* EXCERPTED TEXT
– by Sophie James
Recently released on Netflix, the documentary Audrie and Daisy is about two teenage girls who have unfortunately been victims of sexual assault.
Audrie’s story is first: a girl who is friends with everyone but still has her own insecurities. Audrie and her friends go to a party, where she becomes unconscious and gets sexually assaulted. She is humiliated as boys she thought were her friends draw all over her. Over the next week she gets bullied at school until one day she can’t take it anymore and ends her life at the age of 15.
Infuriatingly, Audrie’s abusers got to graduate high school and they weren’t convicted because they were juveniles. Furthermore, when the police officer asked one of the abusers what he has learnt from this situation, he said, “that girls are gossips and boys are more laid back.” Not once did that coward say, ‘I’ve learnt to respect women more, I learnt about the law and the consequences, I learnt that if I ever have a daughter I would never want this to happen to her.’ To top it off, another abuser said, “it’s really affected my life.” What about the life of the 15-year-old that committed suicide because of what you did to her while she was unconscious?
We then learn about Daisy, a sweet 14-year-old. She and her friend Paige were drinking at Daisy’s house when her older brother’s friends messaged her to ask if they wanted to come over and hang out. Daisy thought ‘sure, we wanted to be cool.’ As a little sister myself, I understand how she would’ve assumed her brother’s friends would look after her. In this case, they ended up hurting her instead. They sexually abused her, then left her outside her house in outrageous weather conditions, where she nearly froze to death on her front lawn.

Extracted data entries:
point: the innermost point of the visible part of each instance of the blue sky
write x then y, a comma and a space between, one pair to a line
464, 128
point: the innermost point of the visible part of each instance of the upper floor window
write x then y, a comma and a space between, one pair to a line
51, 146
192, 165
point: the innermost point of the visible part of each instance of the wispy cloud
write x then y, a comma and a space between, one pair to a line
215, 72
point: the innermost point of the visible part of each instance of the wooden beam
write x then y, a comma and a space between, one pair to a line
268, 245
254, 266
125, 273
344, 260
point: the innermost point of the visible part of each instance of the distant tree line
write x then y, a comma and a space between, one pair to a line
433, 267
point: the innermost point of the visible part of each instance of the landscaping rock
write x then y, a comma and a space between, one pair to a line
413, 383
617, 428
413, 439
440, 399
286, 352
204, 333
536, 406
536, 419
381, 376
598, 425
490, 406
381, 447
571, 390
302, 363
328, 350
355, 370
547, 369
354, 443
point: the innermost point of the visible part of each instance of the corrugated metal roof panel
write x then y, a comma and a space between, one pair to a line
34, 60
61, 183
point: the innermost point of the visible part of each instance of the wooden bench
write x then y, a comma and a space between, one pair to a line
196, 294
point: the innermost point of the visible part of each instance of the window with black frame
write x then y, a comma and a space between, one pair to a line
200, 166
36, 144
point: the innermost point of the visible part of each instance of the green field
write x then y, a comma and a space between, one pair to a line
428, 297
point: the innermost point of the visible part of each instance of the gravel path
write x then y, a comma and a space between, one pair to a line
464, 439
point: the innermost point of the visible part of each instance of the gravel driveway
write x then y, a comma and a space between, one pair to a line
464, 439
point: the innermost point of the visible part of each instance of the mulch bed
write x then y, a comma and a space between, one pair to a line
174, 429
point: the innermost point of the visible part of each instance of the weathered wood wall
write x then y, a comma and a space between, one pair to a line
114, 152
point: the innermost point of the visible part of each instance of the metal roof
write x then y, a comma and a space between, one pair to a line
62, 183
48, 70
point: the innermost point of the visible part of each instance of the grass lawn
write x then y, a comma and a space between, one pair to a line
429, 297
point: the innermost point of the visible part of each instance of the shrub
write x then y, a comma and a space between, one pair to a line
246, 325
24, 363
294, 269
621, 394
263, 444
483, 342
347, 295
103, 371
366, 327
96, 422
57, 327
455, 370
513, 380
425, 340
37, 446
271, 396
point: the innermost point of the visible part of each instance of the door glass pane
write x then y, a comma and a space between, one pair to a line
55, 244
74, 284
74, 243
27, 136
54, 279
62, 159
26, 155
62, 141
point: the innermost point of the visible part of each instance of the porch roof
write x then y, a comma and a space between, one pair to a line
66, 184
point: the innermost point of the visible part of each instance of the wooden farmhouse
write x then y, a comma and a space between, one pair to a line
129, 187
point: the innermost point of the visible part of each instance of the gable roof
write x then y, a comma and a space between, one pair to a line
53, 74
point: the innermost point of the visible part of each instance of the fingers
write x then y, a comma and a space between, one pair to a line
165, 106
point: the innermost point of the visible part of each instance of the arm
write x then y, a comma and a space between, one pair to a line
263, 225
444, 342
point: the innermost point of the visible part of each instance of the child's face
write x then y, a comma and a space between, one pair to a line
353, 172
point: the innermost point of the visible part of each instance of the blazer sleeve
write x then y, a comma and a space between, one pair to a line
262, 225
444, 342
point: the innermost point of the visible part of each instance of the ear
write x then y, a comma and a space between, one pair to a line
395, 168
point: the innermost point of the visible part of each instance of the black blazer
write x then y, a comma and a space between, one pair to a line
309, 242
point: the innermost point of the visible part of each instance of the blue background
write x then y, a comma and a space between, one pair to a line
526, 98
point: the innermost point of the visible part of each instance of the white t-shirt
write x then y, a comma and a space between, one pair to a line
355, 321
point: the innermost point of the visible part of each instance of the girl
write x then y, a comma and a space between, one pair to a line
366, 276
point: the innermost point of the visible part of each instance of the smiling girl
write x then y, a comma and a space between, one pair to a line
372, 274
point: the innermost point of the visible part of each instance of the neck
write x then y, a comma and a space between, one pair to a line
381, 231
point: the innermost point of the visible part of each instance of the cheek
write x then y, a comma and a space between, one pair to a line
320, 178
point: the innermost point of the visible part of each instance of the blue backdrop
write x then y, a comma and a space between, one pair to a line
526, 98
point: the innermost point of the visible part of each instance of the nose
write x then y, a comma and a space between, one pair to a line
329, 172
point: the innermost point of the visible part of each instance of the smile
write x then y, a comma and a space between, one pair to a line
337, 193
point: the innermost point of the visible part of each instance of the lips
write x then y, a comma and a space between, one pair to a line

* WHAT NEEDS TO BE DONE
Answer these questions from the review of Audrie and Daisy:
1. At what age did Audrie end her life?
2. Why were Audrie's abusers not convicted?
3. Who was drinking with Daisy at her house?

* SOLUTION TO THIS TASK
1. 15
2. They were juveniles.
3. Her friend Paige